[Stated goal A]: Retype the passage on GST and the auto sector in full, word for word.

While the government is working to ensure GST roll out by April 2017, the industry is grappling with many unanswered questions. The auto sector has also not been immune to issues emanating out of the model GST law released by the government in the month of June earlier this year.
Overall, GST is expected to offer optimisation of credits by removing the cascading effect of central and state taxes, possibly reducing costs for auto OEMs as well as dealers. However, for auto industry, much depends upon the GST rate structure for passenger vehicles. Today, passenger vehicles have a varying central excise duty structure, depending upon the length, engine capacity, etc.
While cars with smaller engine capacity and length of less than four meters are subject to an excise duty of 12.5%, large cars where length crosses four meters, and/or engine capacity crosses 1200cc, the rate of excise duty can be 24%. For SUVs, the rate of excise duty is as high as 30%. On top of this, VAT/ CST is levied on sale of the vehicles. Thus, the cumulative taxes on domestically manufactured vehicles can range from 25-26% to 45% approximately.
Under GST, it will be interesting to see the kind of rate structure that the government decides for passenger vehicles. It is possible that certain segments of vehicles may be subjected to standard rate while other categories are subject to a higher ‘demerit’ rate. However, whether the distinction will be based on engine capacity or market value or any other parameter remains to be seen.
Apart from the rate of GST, there are many other aspects of the model GST law which are presently ambiguous or unanswered, and may become potential pain points for the industry.
One such issue is on transition provisions under GST. As per the model GST law, during transition to GST, a registered taxable person shall be allowed to take credit of only such goods which were eligible for credit under the both the regimes. What emanates is that if a dealer has inventory lying with him on which he has already paid excise duty and central sales tax (if purchased from outside a state), then on migration to GST, the sale of such goods in the post-GST era would attract the full rate of applicable GST without any credit being given for the excise duty and CST already paid.

[Rows for bounding box labeling]:
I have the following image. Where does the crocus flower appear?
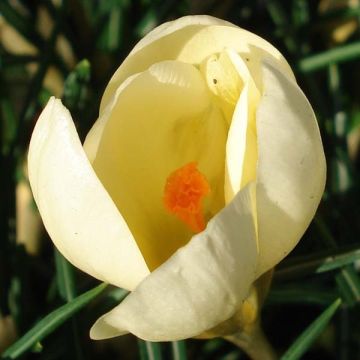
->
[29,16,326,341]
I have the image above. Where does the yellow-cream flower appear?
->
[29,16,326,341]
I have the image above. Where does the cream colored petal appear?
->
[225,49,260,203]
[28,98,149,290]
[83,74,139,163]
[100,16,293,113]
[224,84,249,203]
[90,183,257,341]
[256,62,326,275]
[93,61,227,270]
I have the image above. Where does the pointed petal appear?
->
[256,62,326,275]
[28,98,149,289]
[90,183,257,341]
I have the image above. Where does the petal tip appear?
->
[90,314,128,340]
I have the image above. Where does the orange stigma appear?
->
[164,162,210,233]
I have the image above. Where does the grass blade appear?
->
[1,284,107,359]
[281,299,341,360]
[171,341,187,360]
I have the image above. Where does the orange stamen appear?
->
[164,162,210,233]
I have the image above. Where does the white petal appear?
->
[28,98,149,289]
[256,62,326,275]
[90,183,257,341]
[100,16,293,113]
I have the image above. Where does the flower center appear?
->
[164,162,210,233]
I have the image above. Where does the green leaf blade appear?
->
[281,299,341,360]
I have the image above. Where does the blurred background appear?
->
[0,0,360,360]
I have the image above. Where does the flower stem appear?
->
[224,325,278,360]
...
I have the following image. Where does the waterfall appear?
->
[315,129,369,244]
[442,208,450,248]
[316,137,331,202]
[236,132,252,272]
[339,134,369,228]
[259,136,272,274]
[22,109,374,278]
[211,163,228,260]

[Stated goal B]: Convert the rows starting with the line that contains "I have the following image. Where does the waterfall" and going on through the line that contains "[211,163,228,260]" into a two-column CSV with the headers text and answer. Give each row one line, with its wording and its full answer each in a single quoted field and line breaks replaced by spaces.

[Final result A]:
While the government is working to ensure GST roll out by April 2017, the industry is grappling with many unanswered questions. The auto sector has also not been immune to issues emanating out of the model GST law released by the government in the month of June earlier this year.
Overall, GST is expected to offer optimisation of credits by removing the cascading effect of central and state taxes, possibly reducing costs for auto OEMs as well as dealers. However, for auto industry, much depends upon the GST rate structure for passenger vehicles. Today, passenger vehicles have a varying central excise duty structure, depending upon the length, engine capacity, etc.
While cars with smaller engine capacity and length of less than four meters are subject to an excise duty of 12.5%, large cars where length crosses four meters, and/or engine capacity crosses 1200cc, the rate of excise duty can be 24%. For SUVs, the rate of excise duty is as high as 30%. On top of this, VAT/ CST is levied on sale of the vehicles. Thus, the cumulative taxes on domestically manufactured vehicles can range from 25-26% to 45% approximately.
Under GST, it will be interesting to see the kind of rate structure that the government decides for passenger vehicles. It is possible that certain segments of vehicles may be subjected to standard rate while other categories are subject to a higher ‘demerit’ rate. However, whether the distinction will be based on engine capacity or market value or any other parameter remains to be seen.
Apart from the rate of GST, there are many other aspects of the model GST law which are presently ambiguous or unanswered, and may become potential pain points for the industry.
One such issue is on transition provisions under GST. As per the model GST law, during transition to GST, a registered taxable person shall be allowed to take credit of only such goods which were eligible for credit under the both the regimes. What emanates is that if a dealer has inventory lying with him on which he has already paid excise duty and central sales tax (if purchased from outside a state), then on migration to GST, the sale of such goods in the post-GST era would attract the full rate of applicable GST without any credit being given for the excise duty and CST already paid.

[Final result B]:
text,answer
"I have the following image. Where does the waterfall appear? ->","[315,129,369,244] [442,208,450,248] [316,137,331,202] [236,132,252,272] [339,134,369,228] [259,136,272,274] [22,109,374,278] [211,163,228,260]"